→ Work task:
Below are the records; locate each line with the word "clicks" and copy it.

(Supplied records)

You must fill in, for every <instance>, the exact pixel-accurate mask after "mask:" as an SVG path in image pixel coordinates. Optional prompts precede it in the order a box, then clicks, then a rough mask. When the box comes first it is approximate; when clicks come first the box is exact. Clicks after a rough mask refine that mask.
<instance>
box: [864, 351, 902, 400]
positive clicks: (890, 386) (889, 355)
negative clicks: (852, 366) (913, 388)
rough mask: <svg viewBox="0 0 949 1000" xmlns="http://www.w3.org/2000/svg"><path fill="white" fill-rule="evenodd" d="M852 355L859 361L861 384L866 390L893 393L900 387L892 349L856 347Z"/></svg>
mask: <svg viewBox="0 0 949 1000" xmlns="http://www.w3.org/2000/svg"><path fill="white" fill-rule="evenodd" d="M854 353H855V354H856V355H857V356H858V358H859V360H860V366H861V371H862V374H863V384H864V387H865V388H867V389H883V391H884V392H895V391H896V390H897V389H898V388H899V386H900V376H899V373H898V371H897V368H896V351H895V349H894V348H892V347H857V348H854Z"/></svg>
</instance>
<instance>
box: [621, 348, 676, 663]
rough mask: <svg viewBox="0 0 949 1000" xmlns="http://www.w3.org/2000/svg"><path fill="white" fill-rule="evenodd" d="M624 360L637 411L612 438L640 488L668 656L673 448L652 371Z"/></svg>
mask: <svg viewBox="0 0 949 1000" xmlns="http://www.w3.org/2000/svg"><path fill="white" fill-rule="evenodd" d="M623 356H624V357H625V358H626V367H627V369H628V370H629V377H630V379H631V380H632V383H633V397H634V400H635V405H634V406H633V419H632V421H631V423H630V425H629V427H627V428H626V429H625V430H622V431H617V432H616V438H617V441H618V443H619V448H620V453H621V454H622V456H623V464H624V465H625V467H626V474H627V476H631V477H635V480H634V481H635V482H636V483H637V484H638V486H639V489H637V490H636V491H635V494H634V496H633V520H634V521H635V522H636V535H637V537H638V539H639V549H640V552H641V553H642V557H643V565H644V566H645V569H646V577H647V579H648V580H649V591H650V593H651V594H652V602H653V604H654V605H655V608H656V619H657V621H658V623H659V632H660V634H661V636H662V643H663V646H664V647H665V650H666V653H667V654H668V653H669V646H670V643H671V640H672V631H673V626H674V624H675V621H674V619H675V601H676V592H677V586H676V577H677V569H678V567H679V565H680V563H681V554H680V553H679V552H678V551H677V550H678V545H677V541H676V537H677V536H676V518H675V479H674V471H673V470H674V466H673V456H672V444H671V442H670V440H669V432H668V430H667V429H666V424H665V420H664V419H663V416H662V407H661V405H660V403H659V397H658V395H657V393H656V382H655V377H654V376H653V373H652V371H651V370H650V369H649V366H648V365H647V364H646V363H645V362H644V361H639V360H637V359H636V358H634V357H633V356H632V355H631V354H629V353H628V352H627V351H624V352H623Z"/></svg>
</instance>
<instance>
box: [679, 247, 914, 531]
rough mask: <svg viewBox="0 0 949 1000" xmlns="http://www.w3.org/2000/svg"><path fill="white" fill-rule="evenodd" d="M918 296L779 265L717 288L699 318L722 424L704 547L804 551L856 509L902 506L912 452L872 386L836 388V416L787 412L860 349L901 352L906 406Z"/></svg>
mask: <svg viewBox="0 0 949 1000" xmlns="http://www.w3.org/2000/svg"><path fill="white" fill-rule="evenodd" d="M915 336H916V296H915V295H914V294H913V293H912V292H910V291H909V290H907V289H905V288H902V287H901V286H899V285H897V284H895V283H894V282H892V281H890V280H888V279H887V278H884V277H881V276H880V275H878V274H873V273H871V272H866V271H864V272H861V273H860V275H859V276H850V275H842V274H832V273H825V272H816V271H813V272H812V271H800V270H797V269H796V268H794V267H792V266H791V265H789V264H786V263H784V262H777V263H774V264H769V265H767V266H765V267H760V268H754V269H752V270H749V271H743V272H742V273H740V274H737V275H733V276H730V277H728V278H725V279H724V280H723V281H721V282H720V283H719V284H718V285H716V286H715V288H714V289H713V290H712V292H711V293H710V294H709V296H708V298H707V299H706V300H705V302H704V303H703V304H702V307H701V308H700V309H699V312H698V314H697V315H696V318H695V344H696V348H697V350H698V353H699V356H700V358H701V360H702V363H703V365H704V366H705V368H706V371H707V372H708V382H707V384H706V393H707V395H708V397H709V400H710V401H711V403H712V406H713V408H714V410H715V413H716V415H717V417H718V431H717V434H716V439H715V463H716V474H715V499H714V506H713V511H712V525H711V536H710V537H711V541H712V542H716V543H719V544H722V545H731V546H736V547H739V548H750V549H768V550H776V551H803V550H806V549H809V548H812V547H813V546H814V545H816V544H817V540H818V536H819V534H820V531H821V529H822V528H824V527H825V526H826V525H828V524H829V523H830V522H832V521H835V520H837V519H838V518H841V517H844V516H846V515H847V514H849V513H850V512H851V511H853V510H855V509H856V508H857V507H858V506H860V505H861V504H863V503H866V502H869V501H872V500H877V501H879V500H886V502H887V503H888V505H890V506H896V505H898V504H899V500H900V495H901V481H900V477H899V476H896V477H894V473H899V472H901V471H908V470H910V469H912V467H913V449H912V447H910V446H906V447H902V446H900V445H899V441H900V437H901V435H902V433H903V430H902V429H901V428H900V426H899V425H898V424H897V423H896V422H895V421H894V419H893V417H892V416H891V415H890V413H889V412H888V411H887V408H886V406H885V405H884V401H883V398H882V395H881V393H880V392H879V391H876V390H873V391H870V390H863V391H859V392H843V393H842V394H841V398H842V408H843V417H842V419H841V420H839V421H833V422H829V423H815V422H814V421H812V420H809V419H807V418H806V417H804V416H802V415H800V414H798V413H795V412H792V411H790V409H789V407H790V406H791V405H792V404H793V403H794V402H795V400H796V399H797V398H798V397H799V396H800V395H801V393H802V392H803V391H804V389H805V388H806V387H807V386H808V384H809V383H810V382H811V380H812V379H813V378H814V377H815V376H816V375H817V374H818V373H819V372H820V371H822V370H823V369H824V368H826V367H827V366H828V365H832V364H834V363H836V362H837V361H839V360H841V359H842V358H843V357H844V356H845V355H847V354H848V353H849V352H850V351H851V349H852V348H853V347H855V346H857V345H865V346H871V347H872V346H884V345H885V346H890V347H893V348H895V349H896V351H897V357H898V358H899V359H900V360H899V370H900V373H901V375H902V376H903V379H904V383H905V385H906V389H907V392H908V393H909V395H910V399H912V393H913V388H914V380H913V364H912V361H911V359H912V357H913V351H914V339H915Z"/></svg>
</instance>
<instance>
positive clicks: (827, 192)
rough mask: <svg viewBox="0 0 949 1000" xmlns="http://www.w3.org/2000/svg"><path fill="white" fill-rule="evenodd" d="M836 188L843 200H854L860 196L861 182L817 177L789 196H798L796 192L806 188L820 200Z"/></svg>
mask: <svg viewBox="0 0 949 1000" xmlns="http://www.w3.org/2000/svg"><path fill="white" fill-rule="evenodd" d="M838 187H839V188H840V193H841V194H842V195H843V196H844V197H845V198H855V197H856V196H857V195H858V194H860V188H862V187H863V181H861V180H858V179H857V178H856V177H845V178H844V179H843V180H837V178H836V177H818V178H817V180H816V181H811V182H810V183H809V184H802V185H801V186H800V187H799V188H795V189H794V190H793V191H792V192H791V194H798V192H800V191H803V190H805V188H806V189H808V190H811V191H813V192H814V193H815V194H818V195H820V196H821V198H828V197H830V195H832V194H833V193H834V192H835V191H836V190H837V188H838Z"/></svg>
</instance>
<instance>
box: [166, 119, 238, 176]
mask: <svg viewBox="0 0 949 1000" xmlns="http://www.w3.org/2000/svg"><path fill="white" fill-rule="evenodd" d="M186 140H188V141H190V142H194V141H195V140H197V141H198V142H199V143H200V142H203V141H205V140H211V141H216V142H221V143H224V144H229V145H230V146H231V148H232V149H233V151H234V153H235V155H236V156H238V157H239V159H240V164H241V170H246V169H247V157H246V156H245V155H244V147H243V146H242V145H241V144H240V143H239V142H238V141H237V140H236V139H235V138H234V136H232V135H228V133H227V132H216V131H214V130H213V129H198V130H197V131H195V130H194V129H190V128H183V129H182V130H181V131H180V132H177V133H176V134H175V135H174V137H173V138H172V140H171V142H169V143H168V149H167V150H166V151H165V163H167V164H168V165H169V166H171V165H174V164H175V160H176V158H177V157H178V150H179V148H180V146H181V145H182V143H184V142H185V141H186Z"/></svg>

(End Supplied records)

→ Answer to this task:
You must fill in, for every <instance>, the exact pixel-accurate mask after "mask:" as an SVG path in image pixel coordinates. Optional prompts precede it in the order a box, then clicks, then a rough mask. When the box comes first it is approximate; when clicks come first the box is exact. Clicks after a rough mask refine that mask.
positive clicks: (890, 386) (889, 355)
negative clicks: (852, 366) (913, 388)
positive clicks: (827, 192)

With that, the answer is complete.